■ **GOAL OF THE EXERCISE**
Return every one of the entries below verbatim, line for line, with no changes.

■ **RAW DATA**
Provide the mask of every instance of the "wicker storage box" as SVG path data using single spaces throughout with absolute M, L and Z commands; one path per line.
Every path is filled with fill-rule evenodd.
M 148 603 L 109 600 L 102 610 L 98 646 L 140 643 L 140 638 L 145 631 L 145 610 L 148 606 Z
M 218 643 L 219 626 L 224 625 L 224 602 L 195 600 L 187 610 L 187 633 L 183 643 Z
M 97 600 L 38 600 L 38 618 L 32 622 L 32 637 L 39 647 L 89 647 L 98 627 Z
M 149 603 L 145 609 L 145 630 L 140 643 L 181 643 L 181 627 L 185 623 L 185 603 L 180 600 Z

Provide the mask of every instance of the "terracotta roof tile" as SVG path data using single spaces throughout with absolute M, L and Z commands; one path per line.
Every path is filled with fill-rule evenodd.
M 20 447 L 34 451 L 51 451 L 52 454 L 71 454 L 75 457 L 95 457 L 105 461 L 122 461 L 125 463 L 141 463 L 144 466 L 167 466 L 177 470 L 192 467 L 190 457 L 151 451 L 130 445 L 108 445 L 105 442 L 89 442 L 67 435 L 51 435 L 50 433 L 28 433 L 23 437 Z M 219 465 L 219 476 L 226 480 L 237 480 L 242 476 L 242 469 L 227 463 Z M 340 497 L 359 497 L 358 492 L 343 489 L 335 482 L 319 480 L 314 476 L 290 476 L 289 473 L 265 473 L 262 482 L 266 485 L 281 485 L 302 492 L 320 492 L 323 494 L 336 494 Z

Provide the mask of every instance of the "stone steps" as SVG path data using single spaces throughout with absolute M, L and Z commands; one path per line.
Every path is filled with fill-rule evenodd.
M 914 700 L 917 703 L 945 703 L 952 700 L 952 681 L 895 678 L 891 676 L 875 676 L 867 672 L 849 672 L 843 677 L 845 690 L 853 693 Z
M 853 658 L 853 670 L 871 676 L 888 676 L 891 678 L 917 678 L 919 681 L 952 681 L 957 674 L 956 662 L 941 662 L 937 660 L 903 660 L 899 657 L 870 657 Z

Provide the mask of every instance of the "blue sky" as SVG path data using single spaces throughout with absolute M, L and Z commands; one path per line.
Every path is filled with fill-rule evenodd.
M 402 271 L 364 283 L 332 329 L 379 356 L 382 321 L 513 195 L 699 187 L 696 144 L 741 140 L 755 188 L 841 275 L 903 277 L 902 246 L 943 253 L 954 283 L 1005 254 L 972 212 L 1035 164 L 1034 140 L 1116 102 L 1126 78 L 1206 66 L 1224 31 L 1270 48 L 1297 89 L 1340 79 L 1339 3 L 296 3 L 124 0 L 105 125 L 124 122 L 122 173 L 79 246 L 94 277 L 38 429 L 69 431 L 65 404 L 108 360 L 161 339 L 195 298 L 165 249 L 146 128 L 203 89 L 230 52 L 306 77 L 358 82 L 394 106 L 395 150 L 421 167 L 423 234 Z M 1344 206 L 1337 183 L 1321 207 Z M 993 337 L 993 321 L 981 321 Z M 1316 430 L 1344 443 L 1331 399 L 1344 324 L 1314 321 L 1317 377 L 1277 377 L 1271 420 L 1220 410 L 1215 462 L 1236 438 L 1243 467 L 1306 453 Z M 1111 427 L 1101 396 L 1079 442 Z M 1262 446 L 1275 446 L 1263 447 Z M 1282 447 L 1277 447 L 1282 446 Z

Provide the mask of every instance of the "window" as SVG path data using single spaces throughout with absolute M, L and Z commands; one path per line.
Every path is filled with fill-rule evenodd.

■ **SOLUTION TO THE PROBLEM**
Provide the mask of every instance of the "wicker storage box" as SVG path data using single spaces throughout with absolute M, L and Z commands; one path per line.
Every path is filled with fill-rule evenodd.
M 148 603 L 109 600 L 102 610 L 98 646 L 140 643 L 140 638 L 145 631 L 145 610 L 148 606 Z
M 218 643 L 219 626 L 224 625 L 224 602 L 195 600 L 187 610 L 187 633 L 183 643 Z
M 97 600 L 38 600 L 38 618 L 32 622 L 32 637 L 39 647 L 89 647 L 98 627 Z
M 149 603 L 145 609 L 145 630 L 140 643 L 181 643 L 181 627 L 185 623 L 185 603 L 180 600 Z

Provide the mask of every instance of the "terracotta roof tile" as SVG path data using single spaces throughout with absolute M, L and Z commands; one path per line.
Every path is filled with fill-rule evenodd.
M 20 447 L 34 451 L 51 451 L 52 454 L 71 454 L 75 457 L 95 457 L 105 461 L 122 461 L 125 463 L 141 463 L 144 466 L 167 466 L 177 470 L 192 467 L 190 457 L 151 451 L 130 445 L 108 445 L 105 442 L 89 442 L 67 435 L 51 435 L 50 433 L 28 433 L 23 437 Z M 219 465 L 219 476 L 226 480 L 237 480 L 242 476 L 242 469 L 227 463 Z M 340 497 L 359 497 L 358 492 L 343 489 L 335 482 L 319 480 L 314 476 L 290 476 L 289 473 L 265 473 L 262 482 L 266 485 L 281 485 L 302 492 L 320 492 L 323 494 L 336 494 Z

Provide the mask of every instance of the "stone steps" as SVG path data using single spaces throughout with absolute M, L and Z commands; one path per line.
Every path is filled with fill-rule evenodd.
M 914 700 L 917 703 L 945 703 L 952 700 L 952 681 L 895 678 L 891 676 L 875 676 L 867 672 L 849 672 L 843 677 L 845 690 L 853 693 Z
M 853 658 L 853 670 L 871 676 L 888 676 L 891 678 L 917 678 L 919 681 L 952 681 L 957 674 L 956 662 L 941 662 L 937 660 L 903 660 L 899 657 L 870 657 Z

Provide the mask of every instance of the "blue sky" as SVG path data using single spaces throughout with absolute M, L and Z commands; one path per line.
Every path is filled with fill-rule evenodd.
M 402 271 L 364 283 L 332 329 L 379 356 L 382 321 L 513 195 L 699 187 L 696 144 L 741 140 L 755 188 L 841 275 L 903 277 L 902 246 L 943 253 L 954 283 L 1005 254 L 972 212 L 1035 164 L 1034 140 L 1116 102 L 1126 78 L 1206 66 L 1224 31 L 1270 48 L 1297 89 L 1340 79 L 1339 3 L 296 3 L 124 0 L 105 125 L 124 122 L 122 173 L 79 246 L 94 277 L 38 429 L 69 431 L 65 404 L 108 360 L 161 339 L 195 298 L 165 249 L 146 128 L 203 89 L 230 52 L 306 77 L 358 82 L 394 106 L 395 150 L 421 167 L 423 234 Z M 1344 206 L 1337 183 L 1321 207 Z M 993 337 L 993 321 L 981 321 Z M 1316 430 L 1344 443 L 1331 399 L 1344 324 L 1314 321 L 1317 377 L 1277 377 L 1271 420 L 1220 410 L 1215 462 L 1236 438 L 1243 467 L 1306 453 Z M 1111 427 L 1101 396 L 1079 442 Z M 1262 446 L 1275 446 L 1263 447 Z M 1282 447 L 1277 447 L 1282 446 Z

Provide the mask of every instance of the "window" as SVG path data using single spaces throughout with absolute M, L and Z commands; one path per line.
Every path is filled with fill-rule evenodd.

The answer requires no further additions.